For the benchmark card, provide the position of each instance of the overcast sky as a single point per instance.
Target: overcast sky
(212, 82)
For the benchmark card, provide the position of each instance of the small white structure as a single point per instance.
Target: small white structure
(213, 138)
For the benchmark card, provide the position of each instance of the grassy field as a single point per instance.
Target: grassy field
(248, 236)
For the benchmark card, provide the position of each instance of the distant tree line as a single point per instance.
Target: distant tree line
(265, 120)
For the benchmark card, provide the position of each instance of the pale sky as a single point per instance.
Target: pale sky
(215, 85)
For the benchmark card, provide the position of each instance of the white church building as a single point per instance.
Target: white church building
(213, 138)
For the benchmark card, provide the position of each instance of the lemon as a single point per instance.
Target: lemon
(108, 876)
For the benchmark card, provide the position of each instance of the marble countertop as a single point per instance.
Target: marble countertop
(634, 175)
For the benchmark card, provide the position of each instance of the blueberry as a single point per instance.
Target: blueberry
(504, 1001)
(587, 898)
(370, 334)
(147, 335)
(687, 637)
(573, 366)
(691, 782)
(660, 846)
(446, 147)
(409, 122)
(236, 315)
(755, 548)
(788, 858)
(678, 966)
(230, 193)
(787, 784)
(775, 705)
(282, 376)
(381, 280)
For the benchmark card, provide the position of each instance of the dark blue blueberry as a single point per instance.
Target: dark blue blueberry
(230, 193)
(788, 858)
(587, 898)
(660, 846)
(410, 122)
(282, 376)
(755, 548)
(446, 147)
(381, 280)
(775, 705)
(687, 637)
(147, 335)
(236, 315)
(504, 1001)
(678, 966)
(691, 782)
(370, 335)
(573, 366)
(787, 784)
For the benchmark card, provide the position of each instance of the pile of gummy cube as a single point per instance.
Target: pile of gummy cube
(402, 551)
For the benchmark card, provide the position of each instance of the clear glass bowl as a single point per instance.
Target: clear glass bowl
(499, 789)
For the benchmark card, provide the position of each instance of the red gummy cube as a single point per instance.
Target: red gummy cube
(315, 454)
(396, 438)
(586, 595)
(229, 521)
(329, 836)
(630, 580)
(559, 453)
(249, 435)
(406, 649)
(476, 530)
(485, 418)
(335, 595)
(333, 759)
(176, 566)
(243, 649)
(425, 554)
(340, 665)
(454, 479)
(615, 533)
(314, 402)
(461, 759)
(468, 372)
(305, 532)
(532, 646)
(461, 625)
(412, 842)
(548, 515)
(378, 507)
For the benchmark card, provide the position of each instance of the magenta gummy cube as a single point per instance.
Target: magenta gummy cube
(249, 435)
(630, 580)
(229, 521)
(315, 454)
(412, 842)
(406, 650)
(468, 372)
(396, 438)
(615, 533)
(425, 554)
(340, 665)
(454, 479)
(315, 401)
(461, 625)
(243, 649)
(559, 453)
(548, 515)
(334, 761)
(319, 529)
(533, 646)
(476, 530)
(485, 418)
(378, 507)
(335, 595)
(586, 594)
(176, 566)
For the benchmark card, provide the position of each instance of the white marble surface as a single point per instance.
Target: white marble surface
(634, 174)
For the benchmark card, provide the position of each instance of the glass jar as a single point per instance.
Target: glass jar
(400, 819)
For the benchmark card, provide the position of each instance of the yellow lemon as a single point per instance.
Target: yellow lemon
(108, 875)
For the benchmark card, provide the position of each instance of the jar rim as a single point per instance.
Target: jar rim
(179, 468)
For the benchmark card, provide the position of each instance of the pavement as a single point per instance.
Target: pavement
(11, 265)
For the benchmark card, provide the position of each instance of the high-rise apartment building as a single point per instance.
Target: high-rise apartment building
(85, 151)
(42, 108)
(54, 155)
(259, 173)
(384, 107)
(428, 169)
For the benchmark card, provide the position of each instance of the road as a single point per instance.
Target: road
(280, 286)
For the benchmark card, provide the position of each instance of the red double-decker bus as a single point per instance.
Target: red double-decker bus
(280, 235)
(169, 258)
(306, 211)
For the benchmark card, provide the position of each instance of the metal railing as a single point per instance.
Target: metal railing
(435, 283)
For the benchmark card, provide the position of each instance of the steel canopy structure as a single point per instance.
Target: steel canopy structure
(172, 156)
---
### What is needed
Copy the records above exactly.

### Result of the task
For the benchmark card, provide the position of each instance of the overcast sky as a single point per instance.
Target: overcast sky
(212, 82)
For the benchmark card, provide the position of each instance of the small white structure as a single point per instance.
Target: small white structure
(213, 138)
For the benchmark card, provide the position of each instance of the grassy field as a single point per instance.
Target: grassy field
(248, 236)
For the benchmark card, provide the position of each instance of the distant tree line as a single point per instance.
Target: distant tree line
(265, 120)
For the benchmark card, provide the position of each instance of the pale sky as a single point per instance.
Target: pale sky
(215, 85)
For the benchmark card, provide the position of each instance of the white church building as a single point per instance.
Target: white church building
(213, 138)
For the benchmark card, provide the position of each instance of the lemon as a single point per instance.
Target: lemon
(108, 876)
For the benchmark card, provide the position of each instance of the marble countertop as a single point per instance.
Target: marble countertop
(634, 175)
For the benchmark card, provide the position of each instance of the blueberry as a single point per instance.
Target: blueberry
(504, 1001)
(587, 898)
(370, 334)
(147, 335)
(687, 637)
(573, 366)
(691, 782)
(660, 846)
(446, 147)
(409, 122)
(236, 315)
(755, 548)
(788, 858)
(678, 966)
(230, 193)
(787, 784)
(775, 705)
(282, 376)
(381, 280)
For the benchmark card, provide the position of each instance of the dark blue blueberry as a single point per instance.
Target: dark blue blueberry
(230, 193)
(788, 858)
(587, 898)
(660, 846)
(410, 122)
(282, 376)
(755, 548)
(446, 147)
(381, 280)
(775, 705)
(687, 637)
(147, 335)
(236, 315)
(504, 1001)
(678, 966)
(691, 782)
(370, 335)
(573, 366)
(787, 784)
For the benchmark card, provide the position of each instance of the pile of gummy cube as a single point per instance.
Target: pile of gummy cube
(402, 551)
For the benchmark card, provide the position of each instance of the clear glass bowl as a single point per instance.
Target: clear glass bowl
(499, 789)
For the benchmark card, provide the position of each instance of the red gummy cube as a single point per instance.
Target: red gummy cube
(315, 454)
(396, 438)
(586, 595)
(229, 521)
(329, 836)
(630, 580)
(559, 453)
(249, 435)
(406, 649)
(476, 530)
(485, 418)
(335, 595)
(333, 759)
(176, 566)
(243, 649)
(425, 554)
(340, 665)
(454, 479)
(615, 533)
(314, 402)
(461, 759)
(468, 372)
(305, 532)
(532, 646)
(461, 625)
(412, 842)
(548, 515)
(378, 507)
For the benchmark card, provide the position of each instance of the magenta gummy cube as a single point per instance.
Target: magenta gummy cube
(249, 435)
(630, 580)
(229, 521)
(315, 454)
(412, 842)
(406, 650)
(468, 372)
(396, 438)
(615, 533)
(425, 554)
(340, 665)
(454, 479)
(315, 401)
(461, 625)
(243, 649)
(559, 453)
(548, 515)
(334, 761)
(319, 529)
(533, 646)
(476, 530)
(485, 418)
(378, 507)
(335, 595)
(586, 594)
(176, 566)
For the benchmark card, provide the position of each instance of the white marble surface as a single point per instance.
Target: white marble surface
(634, 174)
For the benchmark card, provide the position of each instance of the glass jar as a single point per instance.
Target: glass jar
(400, 819)
For the benchmark card, provide the position of each instance of the yellow lemon as a single point per instance.
Target: yellow lemon
(108, 875)
For the benchmark card, provide the position of each instance of the jar rim as a single point per instance.
Target: jar rim
(179, 468)
For the benchmark card, provide the position of each instance of the pavement as a single point per instance.
Target: pavement
(11, 265)
For the benchmark card, provide the position of each instance of the high-rise apartment building as a single point per instance.
Target: high-rise apartment building
(85, 151)
(42, 108)
(54, 155)
(259, 173)
(384, 107)
(428, 169)
For the benchmark card, provide the position of each instance of the road as a single point per instance.
Target: road
(280, 286)
For the benchmark card, provide the position of each instance of the red double-decker bus as a single point per instance.
Target: red double-decker bus
(280, 235)
(169, 258)
(306, 211)
For the benchmark card, provide the position of each instance of the metal railing as a single point per instance.
Target: metal railing
(435, 283)
For the benchmark card, provide the position of each instance of the steel canopy structure as a single point per instance.
Target: steel canopy structure
(172, 156)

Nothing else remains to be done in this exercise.